§ TASK BRIEF
Set down each line of the following material word for word, without alteration.

§ DATA ENTRIES
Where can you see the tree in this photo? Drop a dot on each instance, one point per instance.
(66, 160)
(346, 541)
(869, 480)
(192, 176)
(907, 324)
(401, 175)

§ ANSWER IN FULL
Where can you see the tree in this photo? Drop a dot on each instance, one point per instance.
(66, 160)
(346, 541)
(869, 480)
(192, 176)
(907, 324)
(401, 175)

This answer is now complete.